§ Objective:
Repeat every one of the records below word for word, with each line and number unchanged.

§ Provided data:
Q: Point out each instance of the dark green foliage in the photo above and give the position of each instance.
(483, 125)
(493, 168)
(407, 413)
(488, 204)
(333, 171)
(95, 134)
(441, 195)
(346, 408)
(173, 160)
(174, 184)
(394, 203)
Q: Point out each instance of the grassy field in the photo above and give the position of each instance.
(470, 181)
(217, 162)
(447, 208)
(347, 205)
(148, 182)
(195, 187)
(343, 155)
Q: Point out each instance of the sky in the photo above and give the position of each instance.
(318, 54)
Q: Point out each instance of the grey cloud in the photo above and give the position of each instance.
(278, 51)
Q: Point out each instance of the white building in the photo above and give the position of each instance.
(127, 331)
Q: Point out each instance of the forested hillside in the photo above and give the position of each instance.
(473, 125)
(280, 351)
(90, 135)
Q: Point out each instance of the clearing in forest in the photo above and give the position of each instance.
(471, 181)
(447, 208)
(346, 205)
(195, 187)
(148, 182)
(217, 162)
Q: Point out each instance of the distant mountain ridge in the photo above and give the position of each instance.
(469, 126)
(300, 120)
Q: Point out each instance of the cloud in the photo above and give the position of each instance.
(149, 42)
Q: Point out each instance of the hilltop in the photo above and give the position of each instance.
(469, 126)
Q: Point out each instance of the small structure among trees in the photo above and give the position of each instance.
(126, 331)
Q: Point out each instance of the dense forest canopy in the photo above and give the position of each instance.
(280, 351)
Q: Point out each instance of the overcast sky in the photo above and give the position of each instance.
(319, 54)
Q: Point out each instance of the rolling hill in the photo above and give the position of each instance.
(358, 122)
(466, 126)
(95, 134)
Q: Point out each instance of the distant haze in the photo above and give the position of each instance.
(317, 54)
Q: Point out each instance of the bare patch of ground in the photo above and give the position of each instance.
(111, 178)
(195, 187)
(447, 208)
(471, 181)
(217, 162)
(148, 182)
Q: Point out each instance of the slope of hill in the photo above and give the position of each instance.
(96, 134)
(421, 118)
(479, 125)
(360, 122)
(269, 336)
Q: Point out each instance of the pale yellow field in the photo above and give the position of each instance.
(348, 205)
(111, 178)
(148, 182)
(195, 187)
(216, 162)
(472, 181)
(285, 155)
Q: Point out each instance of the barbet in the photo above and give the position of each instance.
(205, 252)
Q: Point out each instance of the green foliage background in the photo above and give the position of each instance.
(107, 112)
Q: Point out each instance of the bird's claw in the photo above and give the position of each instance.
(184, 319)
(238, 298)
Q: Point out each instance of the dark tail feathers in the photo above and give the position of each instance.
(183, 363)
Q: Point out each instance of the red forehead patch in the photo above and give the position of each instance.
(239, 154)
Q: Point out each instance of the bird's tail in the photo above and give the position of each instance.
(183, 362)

§ Response for this exercise:
Q: Point out each instance of the dark green foliage in the photo above and give the position of each instance.
(483, 125)
(493, 168)
(407, 413)
(488, 204)
(333, 171)
(95, 134)
(441, 195)
(346, 408)
(173, 160)
(174, 184)
(394, 203)
Q: Point out each instance of the grassy field in the photo above and give the position of each instance.
(470, 181)
(217, 162)
(447, 208)
(347, 205)
(148, 182)
(195, 187)
(343, 155)
Q: Point out each instance of the sky in the photo above and give the position of each instance.
(318, 54)
Q: Point out each instance of the grey cloud in the photo above and give the position of each instance.
(278, 51)
Q: Point out each instance of the white building in the photo above and give the position of each instance.
(127, 331)
Q: Point out each instance of the forested hillside in the photo above and give the position of each instance.
(473, 125)
(280, 351)
(90, 135)
Q: Point out each instance of the clearing in forest in the photo above and give the position of each instance.
(471, 181)
(447, 208)
(346, 205)
(195, 187)
(148, 182)
(217, 162)
Q: Point out each instance of the distant mountain ridge in the photo above and give the position of each instance.
(469, 126)
(300, 120)
Q: Point out each instance of the cloud in the photo above and give the position of each instance.
(149, 42)
Q: Point out each instance of the hilltop in the photo above and give the position of each instance.
(469, 126)
Q: Point out each instance of the small structure among trees in the photo above and give the position of each instance.
(126, 331)
Q: Point out each instance of the dense forest canopy in the photo above and give the position of each instance.
(280, 351)
Q: Point out each instance of the overcast sky in the photo above and give the position of each instance.
(319, 54)
Q: Point out each instance of the rolling hill in the photo above and give the position of each instance.
(358, 122)
(466, 126)
(95, 134)
Q: Point out each instance of the distant haze in the photo above and give the position of each instance.
(317, 54)
Q: Point out each instance of the bare patch of ground in the photo above and give the position of each instance.
(111, 178)
(195, 187)
(447, 208)
(471, 181)
(217, 162)
(148, 182)
Q: Point out each instance of the slope of hill in the photo above and give the position of each instance.
(96, 134)
(421, 118)
(479, 125)
(360, 122)
(269, 336)
Q: Point out each instance of the pale yellow field in the photo above and give the position of each instance.
(348, 205)
(111, 178)
(148, 182)
(195, 187)
(216, 162)
(472, 181)
(285, 155)
Q: Point out each instance of the barbet in the photo above and give the position of each instance.
(205, 252)
Q: Point out each instance of the green foliage background in the photo above and give the position of each instance.
(107, 112)
Q: Point out each instance of the bird's claw in the photo above and give the position of each instance.
(184, 319)
(238, 298)
Q: Point out each instance of the dark tail feathers in the photo above and give the position of each instance.
(183, 363)
Q: Point out each instance of the red forehead patch in the photo above and give the position of each instance.
(239, 154)
Q: Point out each instance of the bird's tail in the photo above and give the position of each instance.
(183, 362)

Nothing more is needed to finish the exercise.